#### [Stated problem]
Pictures within the data are to be left out; everything else must be reproduced exactly.

#### [Information given]
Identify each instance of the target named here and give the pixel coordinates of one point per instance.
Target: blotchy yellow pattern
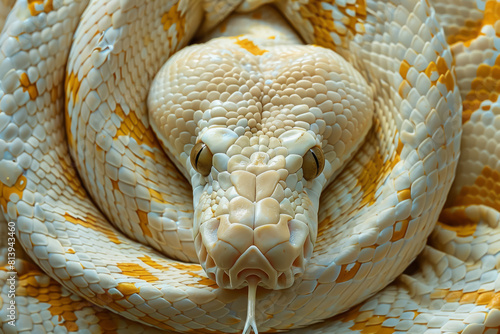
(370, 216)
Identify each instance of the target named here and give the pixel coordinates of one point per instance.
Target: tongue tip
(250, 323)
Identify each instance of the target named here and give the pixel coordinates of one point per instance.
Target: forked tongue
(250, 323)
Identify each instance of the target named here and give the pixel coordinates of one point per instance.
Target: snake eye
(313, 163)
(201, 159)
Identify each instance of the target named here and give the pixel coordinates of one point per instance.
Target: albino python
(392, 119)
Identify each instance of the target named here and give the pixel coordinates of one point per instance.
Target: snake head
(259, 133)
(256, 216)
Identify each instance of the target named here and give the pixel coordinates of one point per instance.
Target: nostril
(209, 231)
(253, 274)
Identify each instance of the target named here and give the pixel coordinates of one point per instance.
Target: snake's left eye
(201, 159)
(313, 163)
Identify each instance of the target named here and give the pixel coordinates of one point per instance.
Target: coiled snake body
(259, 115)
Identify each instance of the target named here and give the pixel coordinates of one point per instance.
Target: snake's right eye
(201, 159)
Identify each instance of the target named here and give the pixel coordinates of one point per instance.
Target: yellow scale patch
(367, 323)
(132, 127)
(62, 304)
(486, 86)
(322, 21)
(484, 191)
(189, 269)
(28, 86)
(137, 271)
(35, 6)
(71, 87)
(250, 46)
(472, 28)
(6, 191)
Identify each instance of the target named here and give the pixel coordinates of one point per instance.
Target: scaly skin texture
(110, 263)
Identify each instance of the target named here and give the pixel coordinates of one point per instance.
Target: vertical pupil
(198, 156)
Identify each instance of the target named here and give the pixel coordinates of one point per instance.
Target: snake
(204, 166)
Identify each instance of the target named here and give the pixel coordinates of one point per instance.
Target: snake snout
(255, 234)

#### [Response]
Identify each instance of the target named here and give the pixel coordinates of one point per instance.
Target: blotchy yellow pattern
(370, 216)
Identify each instance of the target named here and give the pixel coordinates of one point per instance.
Target: tongue tip
(250, 323)
Identify each instance of the target named here and give the pixel coordinates of one point per instance.
Target: forked tongue
(250, 323)
Identify each instance of the target named here and give the pixel coordinates of one point per instance.
Target: snake eye
(313, 163)
(201, 159)
Identify each instance of the target named here and give the pixel coordinates of one point per instance.
Target: albino python
(392, 119)
Identify each instance of the target named here and give the pixel coordinates of one point per instance.
Target: snake head
(259, 133)
(256, 216)
Identify each instance of the target named here and give the pixel coordinates of one point per instance.
Target: nostril
(209, 231)
(253, 274)
Identify each instance of the target named here and give the pixel coordinates of one point per instance.
Target: snake's left eye
(201, 159)
(313, 163)
Identify each instance of the target named here and give the pixel coordinates of one point per instance.
Target: coiled snake body
(259, 115)
Identify each instance of the target named here and give the pixel coordinates of one point per instance.
Target: snake's right eye
(201, 159)
Identify each instance of the target named here and give the pixel coordinates of one point per instance.
Target: yellow scale patch
(367, 323)
(132, 127)
(62, 304)
(486, 86)
(322, 21)
(484, 191)
(189, 269)
(28, 86)
(137, 271)
(35, 6)
(71, 87)
(250, 46)
(472, 28)
(6, 191)
Identify each instance of the target named here and give the pixel coordinates of one point per instance.
Target: scaly skin texture
(110, 263)
Identify each instance of the target named here and give the pixel coordinates of one point per instance.
Target: vertical pupil
(198, 156)
Identify each instance of the target named here and give the pixel coordinates of one point per instance.
Target: snake
(204, 166)
Identify each instance of the target named here and give the pixel coordinates of one point per instance.
Target: snake snout
(255, 234)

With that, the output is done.